Game Theory

Metroid Prime 4's villain has been hiding in plain sight for over a decade

Three past Metroid games hint at what's coming in the upcoming sequel.

Waiting for details on Metroid Prime 4 is torture. First announced during Nintendo’s E3 2017 showcase, the game has been totally MIA since with the exception of a vague logo. The last time we heard from it was almost exactly two years ago when Nintendo restarted production on the game and handed the reigns to developer Retro Studios.

When are we going to see it again? Realistically, not until the end of 2021 at the earliest. Considering that production was fully restarted in January 2019, it’s hard to imagine two years is enough time to bring the rebooted project to life. For comparison, Super Mario Odyssey took around four years to make. The most realistic hope is for an E3 2022 Nintendo Direct grand unveiling.

That means anyone who's hungry for details won't find much for the highly anticipated sequel. Luckily, details about its potential story are hiding in plain sight ... so long as you know where to find them.

The theory? Metroid Prime 4’s main antagonist is a rival bounty hunter named Sylux.

The most dedicated Metroid fans will recognize that name from a handful of games. The character has popped up three times in the series, though in unexpected places. Sylux first appeared in Metroid Prime: Hunters, a multiplayer first-person shooter on the Nintendo DS. Sylux is one of six bounty hunters who Samus must fight throughout the game.

There’s only one key detail known about him: Sylux absolutely despises the Galactic Federation and anyone that works with it. That includes Metroid’s heroine, Samus Aran. Why he hates the Federation so much is a mystery, but he does wear a stolen set of Federation armor.

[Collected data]

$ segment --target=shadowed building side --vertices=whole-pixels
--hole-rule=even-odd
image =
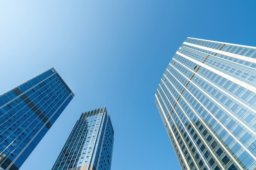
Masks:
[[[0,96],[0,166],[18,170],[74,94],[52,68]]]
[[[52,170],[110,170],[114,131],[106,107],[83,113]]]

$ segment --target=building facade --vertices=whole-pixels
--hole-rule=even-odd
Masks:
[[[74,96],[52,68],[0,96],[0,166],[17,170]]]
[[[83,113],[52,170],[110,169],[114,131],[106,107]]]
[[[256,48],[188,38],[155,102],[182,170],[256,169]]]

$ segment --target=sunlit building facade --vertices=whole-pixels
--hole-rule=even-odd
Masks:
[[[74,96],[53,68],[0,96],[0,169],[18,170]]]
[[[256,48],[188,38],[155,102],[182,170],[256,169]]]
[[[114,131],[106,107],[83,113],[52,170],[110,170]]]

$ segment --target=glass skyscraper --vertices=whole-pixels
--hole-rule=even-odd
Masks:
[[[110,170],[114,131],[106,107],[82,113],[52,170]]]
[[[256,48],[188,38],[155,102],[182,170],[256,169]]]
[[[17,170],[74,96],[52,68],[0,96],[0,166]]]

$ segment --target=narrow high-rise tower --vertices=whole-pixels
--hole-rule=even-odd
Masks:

==

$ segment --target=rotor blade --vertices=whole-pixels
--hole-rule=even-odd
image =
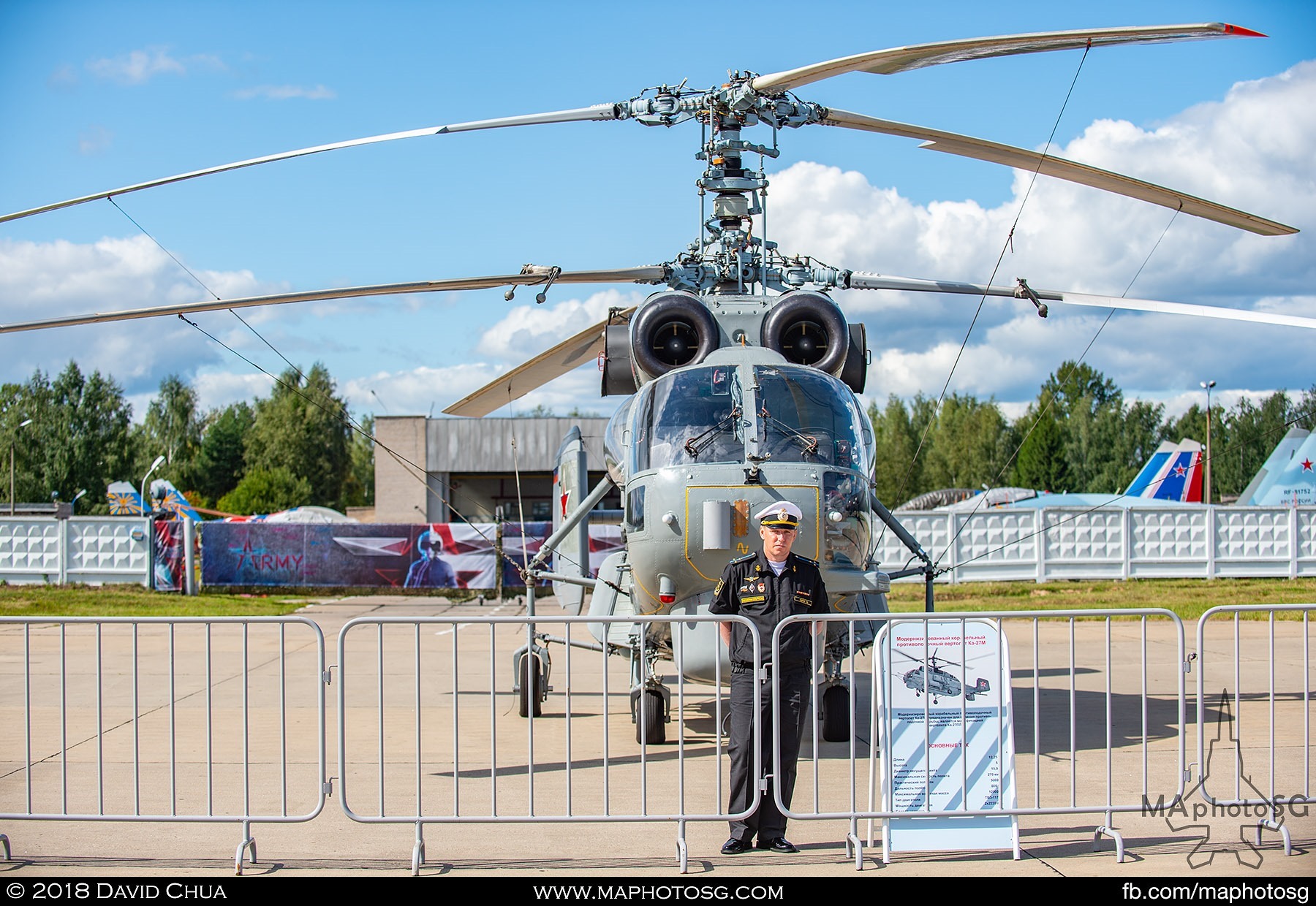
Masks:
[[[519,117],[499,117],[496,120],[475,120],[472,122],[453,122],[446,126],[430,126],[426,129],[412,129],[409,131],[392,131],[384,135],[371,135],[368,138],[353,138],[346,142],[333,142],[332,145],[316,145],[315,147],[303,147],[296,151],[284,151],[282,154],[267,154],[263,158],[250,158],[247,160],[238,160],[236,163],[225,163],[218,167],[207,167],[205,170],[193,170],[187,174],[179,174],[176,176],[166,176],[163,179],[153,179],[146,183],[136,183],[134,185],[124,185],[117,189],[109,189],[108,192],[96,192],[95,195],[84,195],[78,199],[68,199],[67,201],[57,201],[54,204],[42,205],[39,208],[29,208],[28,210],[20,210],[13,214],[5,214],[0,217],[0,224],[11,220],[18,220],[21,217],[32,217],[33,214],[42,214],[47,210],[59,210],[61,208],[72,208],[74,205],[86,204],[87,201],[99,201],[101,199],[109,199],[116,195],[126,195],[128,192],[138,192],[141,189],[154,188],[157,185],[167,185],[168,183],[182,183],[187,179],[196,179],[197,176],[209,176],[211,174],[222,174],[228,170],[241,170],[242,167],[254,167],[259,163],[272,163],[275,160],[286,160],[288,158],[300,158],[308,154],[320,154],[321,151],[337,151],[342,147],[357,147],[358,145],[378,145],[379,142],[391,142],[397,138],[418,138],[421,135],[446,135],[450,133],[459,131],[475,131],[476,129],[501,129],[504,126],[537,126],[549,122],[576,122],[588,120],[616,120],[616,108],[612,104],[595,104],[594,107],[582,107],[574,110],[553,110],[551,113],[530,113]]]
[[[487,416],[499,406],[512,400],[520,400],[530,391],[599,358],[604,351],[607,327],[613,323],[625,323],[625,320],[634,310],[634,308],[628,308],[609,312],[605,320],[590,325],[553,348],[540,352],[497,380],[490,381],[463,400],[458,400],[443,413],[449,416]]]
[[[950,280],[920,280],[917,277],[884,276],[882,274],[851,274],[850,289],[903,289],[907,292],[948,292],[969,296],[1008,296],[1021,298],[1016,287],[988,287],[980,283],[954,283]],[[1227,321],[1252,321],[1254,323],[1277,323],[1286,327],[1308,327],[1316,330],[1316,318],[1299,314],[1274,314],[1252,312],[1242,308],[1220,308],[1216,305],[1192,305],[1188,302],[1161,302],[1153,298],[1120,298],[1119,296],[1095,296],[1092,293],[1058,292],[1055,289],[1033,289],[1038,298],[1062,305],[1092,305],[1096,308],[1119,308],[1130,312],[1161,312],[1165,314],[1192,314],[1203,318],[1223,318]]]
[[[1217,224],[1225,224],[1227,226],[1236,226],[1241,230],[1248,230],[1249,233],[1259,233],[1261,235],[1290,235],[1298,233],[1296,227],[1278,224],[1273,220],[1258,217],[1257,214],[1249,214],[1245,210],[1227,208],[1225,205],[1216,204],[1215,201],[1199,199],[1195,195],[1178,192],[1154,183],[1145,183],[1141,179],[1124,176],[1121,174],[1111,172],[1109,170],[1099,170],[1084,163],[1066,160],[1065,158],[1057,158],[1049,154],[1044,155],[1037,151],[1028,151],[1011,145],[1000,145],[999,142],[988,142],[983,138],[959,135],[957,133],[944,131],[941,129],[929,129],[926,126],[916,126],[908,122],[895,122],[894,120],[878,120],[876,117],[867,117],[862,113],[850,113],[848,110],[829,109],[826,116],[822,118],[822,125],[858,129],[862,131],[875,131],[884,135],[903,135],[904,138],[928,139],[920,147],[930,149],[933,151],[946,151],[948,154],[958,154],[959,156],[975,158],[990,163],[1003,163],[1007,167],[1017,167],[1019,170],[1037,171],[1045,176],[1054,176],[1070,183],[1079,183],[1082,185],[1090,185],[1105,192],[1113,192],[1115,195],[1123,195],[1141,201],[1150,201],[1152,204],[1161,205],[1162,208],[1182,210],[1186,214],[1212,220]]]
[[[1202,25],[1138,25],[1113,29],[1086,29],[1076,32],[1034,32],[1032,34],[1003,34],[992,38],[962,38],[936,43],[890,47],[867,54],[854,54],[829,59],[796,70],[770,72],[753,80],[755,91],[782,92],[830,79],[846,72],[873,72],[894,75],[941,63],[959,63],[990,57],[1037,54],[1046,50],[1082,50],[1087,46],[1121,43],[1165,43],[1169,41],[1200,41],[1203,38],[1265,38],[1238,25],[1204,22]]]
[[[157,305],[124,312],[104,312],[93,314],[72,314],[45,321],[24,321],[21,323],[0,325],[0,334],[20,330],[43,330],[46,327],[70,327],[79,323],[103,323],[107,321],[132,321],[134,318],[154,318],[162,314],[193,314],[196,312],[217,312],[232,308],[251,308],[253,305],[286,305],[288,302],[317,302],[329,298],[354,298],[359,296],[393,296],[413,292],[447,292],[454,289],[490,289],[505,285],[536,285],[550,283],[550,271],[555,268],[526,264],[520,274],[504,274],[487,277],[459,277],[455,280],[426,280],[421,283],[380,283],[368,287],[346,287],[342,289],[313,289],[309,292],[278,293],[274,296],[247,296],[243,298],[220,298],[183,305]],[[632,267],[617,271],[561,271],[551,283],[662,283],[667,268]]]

* * *

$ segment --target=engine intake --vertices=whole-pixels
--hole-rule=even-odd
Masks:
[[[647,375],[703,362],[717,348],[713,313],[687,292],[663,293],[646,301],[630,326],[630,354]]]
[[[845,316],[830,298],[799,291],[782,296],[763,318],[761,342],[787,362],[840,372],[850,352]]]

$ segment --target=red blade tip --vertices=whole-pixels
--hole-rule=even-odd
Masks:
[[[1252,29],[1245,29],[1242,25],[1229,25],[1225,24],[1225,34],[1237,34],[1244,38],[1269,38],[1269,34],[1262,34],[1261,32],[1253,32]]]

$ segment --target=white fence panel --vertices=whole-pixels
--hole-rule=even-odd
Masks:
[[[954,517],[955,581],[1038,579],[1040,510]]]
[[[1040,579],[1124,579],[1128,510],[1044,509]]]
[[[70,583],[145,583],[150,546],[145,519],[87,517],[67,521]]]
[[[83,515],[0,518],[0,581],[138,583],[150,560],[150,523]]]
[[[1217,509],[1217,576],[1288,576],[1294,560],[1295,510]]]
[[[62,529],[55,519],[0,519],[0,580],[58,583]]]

### What this exercise asks
- 1) Reproduce the Metroid Prime 4 article word for word, starting with "Waiting for details" and going on through "Direct grand unveiling.".
- 2) Summarize the Metroid Prime 4 article in two sentences.
Work from the Metroid Prime 4 article by itself, without drawing on the collected data.

### Solutions to the exercise
- 1)
Waiting for details on Metroid Prime 4 is torture. First announced during Nintendo’s E3 2017 showcase, the game has been totally MIA since with the exception of a vague logo. The last time we heard from it was almost exactly two years ago when Nintendo restarted production on the game and handed the reigns to developer Retro Studios.

When are we going to see it again? Realistically, not until the end of 2021 at the earliest. Considering that production was fully restarted in January 2019, it’s hard to imagine two years is enough time to bring the rebooted project to life. For comparison, Super Mario Odyssey took around four years to make. The most realistic hope is for an E3 2022 Nintendo Direct grand unveiling.

- 2) Metroid Prime 4 was announced at E3 2017 and has shown nothing beyond a vague logo since Nintendo restarted production under Retro Studios, and it likely won't reappear before late 2021, with an E3 2022 Nintendo Direct the most realistic hope. The article's theory is that the game's main antagonist is Sylux, a rival bounty hunter from Metroid Prime: Hunters who despises the Galactic Federation and anyone who works with it, including Samus Aran.